◆ Problem to solve: Please print the listing that follows word for word, but skip any pictures it holds.

== == ==

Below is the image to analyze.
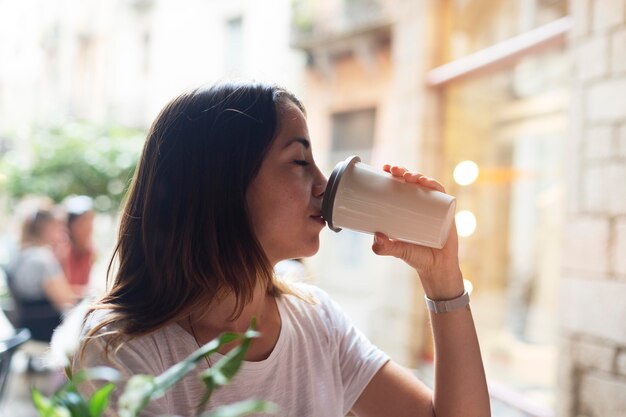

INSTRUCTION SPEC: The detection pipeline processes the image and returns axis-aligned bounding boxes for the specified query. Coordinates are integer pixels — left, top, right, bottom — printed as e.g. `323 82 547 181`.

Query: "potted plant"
34 312 277 417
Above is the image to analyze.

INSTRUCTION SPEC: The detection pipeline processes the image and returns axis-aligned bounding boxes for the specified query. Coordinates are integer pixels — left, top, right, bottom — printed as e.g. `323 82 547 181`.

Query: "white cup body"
323 156 456 249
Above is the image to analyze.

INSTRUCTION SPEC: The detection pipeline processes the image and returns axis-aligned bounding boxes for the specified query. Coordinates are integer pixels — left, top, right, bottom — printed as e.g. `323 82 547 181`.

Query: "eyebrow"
284 138 310 149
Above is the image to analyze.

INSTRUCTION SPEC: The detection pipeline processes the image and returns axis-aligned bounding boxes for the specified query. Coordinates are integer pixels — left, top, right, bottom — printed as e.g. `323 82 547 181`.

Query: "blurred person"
6 209 78 343
72 81 490 417
59 196 95 296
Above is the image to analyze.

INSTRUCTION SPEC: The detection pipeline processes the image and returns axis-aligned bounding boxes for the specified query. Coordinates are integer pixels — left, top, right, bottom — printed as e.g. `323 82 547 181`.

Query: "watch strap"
424 289 470 314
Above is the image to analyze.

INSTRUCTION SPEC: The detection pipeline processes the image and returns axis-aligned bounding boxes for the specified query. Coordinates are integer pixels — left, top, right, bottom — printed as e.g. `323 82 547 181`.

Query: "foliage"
291 0 313 33
0 122 145 212
32 321 278 417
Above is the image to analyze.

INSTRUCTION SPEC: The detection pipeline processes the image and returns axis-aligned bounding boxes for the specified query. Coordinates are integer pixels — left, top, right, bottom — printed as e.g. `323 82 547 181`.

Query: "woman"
8 209 77 342
75 81 490 416
60 195 95 296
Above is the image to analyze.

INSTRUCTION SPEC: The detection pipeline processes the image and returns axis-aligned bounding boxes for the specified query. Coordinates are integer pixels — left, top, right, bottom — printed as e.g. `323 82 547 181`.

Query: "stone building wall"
559 0 626 416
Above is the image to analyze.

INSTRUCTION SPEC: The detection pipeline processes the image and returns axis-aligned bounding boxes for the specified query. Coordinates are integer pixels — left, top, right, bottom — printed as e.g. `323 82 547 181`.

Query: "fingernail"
374 235 382 245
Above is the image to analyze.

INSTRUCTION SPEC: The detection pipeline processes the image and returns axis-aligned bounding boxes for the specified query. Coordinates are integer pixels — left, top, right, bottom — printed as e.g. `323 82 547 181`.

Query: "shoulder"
75 309 171 376
8 246 61 281
81 309 167 353
279 282 349 333
23 247 62 273
81 308 115 336
79 309 160 358
281 282 336 313
25 246 57 262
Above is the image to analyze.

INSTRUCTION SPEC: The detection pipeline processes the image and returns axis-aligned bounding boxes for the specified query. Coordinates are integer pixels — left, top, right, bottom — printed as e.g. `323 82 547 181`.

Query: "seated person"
6 209 77 343
60 196 95 296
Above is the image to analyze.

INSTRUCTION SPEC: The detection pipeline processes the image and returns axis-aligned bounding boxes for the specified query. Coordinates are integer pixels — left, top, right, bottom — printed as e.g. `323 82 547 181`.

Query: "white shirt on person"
74 283 390 417
8 246 63 300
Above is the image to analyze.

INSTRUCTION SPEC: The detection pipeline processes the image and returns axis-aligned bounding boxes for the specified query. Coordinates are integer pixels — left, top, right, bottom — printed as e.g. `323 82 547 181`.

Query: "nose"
313 167 328 199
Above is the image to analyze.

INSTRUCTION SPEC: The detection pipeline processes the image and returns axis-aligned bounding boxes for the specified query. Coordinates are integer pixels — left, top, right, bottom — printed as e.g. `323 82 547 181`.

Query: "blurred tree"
0 122 145 212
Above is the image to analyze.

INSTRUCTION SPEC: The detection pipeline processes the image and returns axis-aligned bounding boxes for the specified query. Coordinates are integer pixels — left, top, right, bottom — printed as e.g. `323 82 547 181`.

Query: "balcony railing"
291 0 392 49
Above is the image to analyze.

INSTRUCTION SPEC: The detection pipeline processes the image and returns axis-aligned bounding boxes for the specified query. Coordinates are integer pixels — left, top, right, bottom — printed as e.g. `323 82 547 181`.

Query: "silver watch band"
424 290 470 314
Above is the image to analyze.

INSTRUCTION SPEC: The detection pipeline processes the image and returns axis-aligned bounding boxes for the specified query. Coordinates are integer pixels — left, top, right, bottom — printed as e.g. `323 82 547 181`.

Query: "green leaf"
89 383 116 417
118 329 258 417
55 390 92 417
32 389 70 417
72 366 121 386
196 325 260 414
199 399 279 417
32 388 72 417
200 328 260 391
118 375 157 417
151 332 242 398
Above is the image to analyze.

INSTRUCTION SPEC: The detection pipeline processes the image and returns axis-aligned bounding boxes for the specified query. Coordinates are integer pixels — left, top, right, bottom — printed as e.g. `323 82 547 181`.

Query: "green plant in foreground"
32 320 278 417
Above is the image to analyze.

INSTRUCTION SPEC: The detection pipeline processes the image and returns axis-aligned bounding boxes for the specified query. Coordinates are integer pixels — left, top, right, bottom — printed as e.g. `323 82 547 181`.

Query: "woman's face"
41 218 65 247
246 100 327 265
70 211 94 249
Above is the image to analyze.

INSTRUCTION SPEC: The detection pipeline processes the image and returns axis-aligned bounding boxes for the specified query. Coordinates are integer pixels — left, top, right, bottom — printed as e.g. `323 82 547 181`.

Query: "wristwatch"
424 289 470 314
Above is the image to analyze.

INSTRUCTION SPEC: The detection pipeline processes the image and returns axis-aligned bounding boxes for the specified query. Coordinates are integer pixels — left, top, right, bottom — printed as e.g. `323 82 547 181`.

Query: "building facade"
293 0 626 415
558 0 626 416
1 0 625 415
0 0 304 134
292 0 436 365
0 0 306 277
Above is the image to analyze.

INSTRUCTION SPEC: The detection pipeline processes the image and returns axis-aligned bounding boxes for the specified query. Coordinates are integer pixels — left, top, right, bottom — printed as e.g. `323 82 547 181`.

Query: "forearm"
427 285 490 417
44 276 79 311
370 165 490 416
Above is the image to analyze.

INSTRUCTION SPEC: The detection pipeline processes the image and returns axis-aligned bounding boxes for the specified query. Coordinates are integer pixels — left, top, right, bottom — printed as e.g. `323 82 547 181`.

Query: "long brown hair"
84 81 305 349
21 209 57 247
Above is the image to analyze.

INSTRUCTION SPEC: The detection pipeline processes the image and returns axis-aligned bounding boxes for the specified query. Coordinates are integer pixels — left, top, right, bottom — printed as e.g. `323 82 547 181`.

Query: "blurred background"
0 0 624 416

== == ==

◆ Answer below:
Below is the image to analyze.

INSTRUCTION SPEC: The detection pipeline processes the image and returns axis-aligned bounding boxes for the specified query. Coordinates are integer pixels — left, top, right, bottom — printed as e.g. `323 82 547 181`.

Query: "potted plant"
34 312 277 417
Above is the image to analyze.

INSTRUCTION SPEC: The detection pipeline processes the image and returns axis-aligned bounding boxes for the specified query. Coordinates are integer pixels — left, top, right, bottom — printed as e.g. `323 82 547 181`.

Query: "white cup body"
323 156 456 249
Above is the image to analyze.

INSTRUCTION SPEC: The detection pipeline processes the image and returns axis-aligned bounding boxes for the specified query. Coordinates are integer pixels — left, top, right, bottom — printed as e.g. `323 82 547 181`.

Query: "eyebrow"
284 138 310 149
Above is the image to analyze.

INSTRUCTION SPEC: The detection pipeline processes the image and returns axis-aligned bounding boxes for the specified query. Coordinates are integer pixels — left, top, right, bottom — printed as e.g. `323 82 547 181`.

Query: "blurred person"
6 209 78 343
72 81 490 417
59 196 95 296
Above is the image to analyze.

INSTRUCTION SPEC: The detection pipeline processes the image and returns axis-aligned bounding boxes for the specified query. Coordinates are integer pixels — left, top, right, bottom — printed as e.g. `323 82 547 181`.

Query: "watch strap"
424 289 470 314
Above is the image to analyze.

INSTRUCTION SPEC: The detection pipeline processes the image and returns axis-aligned bounding boxes for the specified query. Coordinates are integer pixels — left, top, right, bottom — printed as e.g. `323 82 547 181`.

Query: "foliage"
291 0 313 33
0 122 145 212
32 321 278 417
Above is the image to analyze.

INSTRUCTION SPEC: The detection pipeline processes the image and returns axis-aligned bounding boxes for the specified query. Coordinates are integer pixels — left, top, right, bottom — printed as e.g. `323 82 547 181`.

Query: "woman"
8 209 77 342
75 81 490 416
60 195 95 296
Above is the image to analyze.

INSTRUCTION SPEC: The detection pipeline processes the image and returns axis-aligned bounding boxes for the specified query. Coordinates are integer pixels — left, top, right, bottom — printed as e.g. `323 82 547 181`.

Query: "stone building wall"
559 0 626 416
Above is the image to analyze.

INSTRUCTION SPEC: The detection pipeline processes the image and returns axis-aligned bounding boxes for the specified query. Coordinates are integer pixels — left, top, right, bottom — printed as e.g. `323 82 547 181`.

Query: "fingernail"
374 235 382 245
Above is the image to analyze.

INSTRUCTION SPEC: The detection pipeline processes the image and returns axis-aligned bounding boxes for the specified query. Coordinates are integer pixels — left, top, right, bottom — printed as e.g. `323 82 547 181`.

Query: "shoulder"
75 309 171 376
8 246 61 281
81 309 167 353
279 282 349 333
23 247 62 273
81 308 115 336
79 309 160 358
281 282 336 313
25 246 57 262
Above is the image to analyze.

INSTRUCTION SPEC: The detection pipeline processes the image and returns axis-aligned bounding boxes for the specified query. Coordinates are integer pixels — left, top, right, bottom — printed as e.g. `323 82 547 181`.

Query: "seated person"
6 209 77 343
60 196 95 296
Above is the image to analyze.

INSTRUCTION SPEC: The detection pipeline processes the image and returns axis-aligned bounding boxes for the specified query. Coordinates are integer pixels — left, top, right, bottom — printed as e.g. `323 82 547 181`.

Query: "white shirt on person"
74 283 390 417
8 246 63 300
Above is the image to analyze.

INSTRUCTION SPEC: The detection pipeline processes the image and returns axis-aligned bounding boxes for the specified query. Coordinates are integer pixels — left, top, right, bottom — printed as e.g. `323 82 547 181`.

Query: "nose"
313 167 328 199
Above is the image to analyze.

INSTRUCTION SPEC: The detection pipeline processes the image and returns axis-aligned bounding boxes for the specified query. Coordinates are integer pixels — left, top, right, bottom — printed as e.g. `323 82 547 181`.

Query: "blurred tree"
0 122 145 212
Above is the image to analyze.

INSTRUCTION SPEC: The detection pipeline processes the image and returns axis-aligned bounding boxes for the specified query. Coordinates are integer pixels — left, top, right, bottom — printed as e.g. `323 82 547 181`.

Query: "balcony railing"
291 0 392 49
Above is the image to analyze.

INSTRUCTION SPEC: The detection pipeline processes the image and returns axis-aligned bounding boxes for the specified query. Coordinates are integer pixels — left, top, right, bottom — printed as e.g. `323 82 547 181`.

Query: "silver watch band"
424 290 470 314
Above is the image to analyze.

INSTRUCTION SPEC: The detection pipeline processes the image and returns axis-aligned bounding boxes for the specified query. Coordinates are integer pixels — left, top, right, bottom — printed as e.g. `323 82 547 181`.

Query: "green leaf"
89 383 116 417
118 329 258 417
55 390 92 417
32 389 70 417
72 366 121 386
196 325 260 414
199 399 279 417
32 388 72 417
200 328 260 391
118 375 157 417
151 332 242 398
Above is the image to analyze.

INSTRUCTION SPEC: The detection pipeline processes the image and returns axis-aligned bounding boxes for the specified query. Coordinates are integer pixels — left, top, right, bottom — printed as e.g. `323 82 547 181`.

Query: "green plant in foreground"
32 320 278 417
Above is the image to analyze.

INSTRUCTION SPEC: The detection pipeline processes the image and returns axis-aligned bounding boxes for the specified query. Coordinates are integer pixels — left, top, right, bottom — printed as e.g. `323 82 547 181`.

Query: "woman's face"
41 218 65 247
246 100 327 265
70 211 94 249
Above is the image to analyze.

INSTRUCTION SPEC: The detection pipeline processes the image and returns axis-aligned bounding boxes for the specified query. Coordinates are integer pixels — left, top, right, bottom — printed as e.g. `323 82 547 181`.

Query: "wristwatch"
424 289 470 314
Above is the image to analyze.

INSTRUCTION SPEC: The detection pipeline processes the image and returns axis-aligned bounding boxes for the specified query. Coordinates are integer pixels — left, top, right, bottom — printed as e.g. `323 82 547 181`.

Query: "building facade"
293 0 626 415
558 0 626 416
1 0 625 415
0 0 304 134
292 0 436 365
0 0 306 277
Above is the image to analyze.

INSTRUCTION SPEC: The detection pipeline processes the image and returns axis-aligned bounding boxes for the specified query. Coordinates are integer pixels — left, top, right, bottom — printed as e.g. `323 82 547 181`.

Query: "forearm"
427 285 490 417
44 276 79 311
370 165 490 416
Above is the image to analyze.

INSTRUCTION SPEC: The detection pipeline processes the image and returns axis-aligned bounding boxes for the specified query. Coordinates are integer pixels — left, top, right, bottom — printed as e.g. `323 82 547 181`.

Query: "long brown hair"
84 81 305 349
21 209 57 247
Above is the image to analyze.

INSTRUCTION SPEC: The detection pipeline processes the image and returns axis-aligned bounding boxes for the specified query. Coordinates are integer pixels — left, top, right, bottom — printed as e.g. `323 82 547 181`.

Query: "blurred background"
0 0 624 416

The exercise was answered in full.